(Saved data entries)
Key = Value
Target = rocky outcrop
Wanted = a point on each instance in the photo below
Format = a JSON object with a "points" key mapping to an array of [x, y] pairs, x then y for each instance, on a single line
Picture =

> **TASK BRIEF**: Word for word, set down all the lines above.

> **EXERCISE RESULT**:
Key = Value
Target = rocky outcrop
Wanted = a point on each instance in the photo below
Format = a JSON object with a "points" key mapping to an array of [x, y] pairs, x then y for each instance, on a single line
Picture =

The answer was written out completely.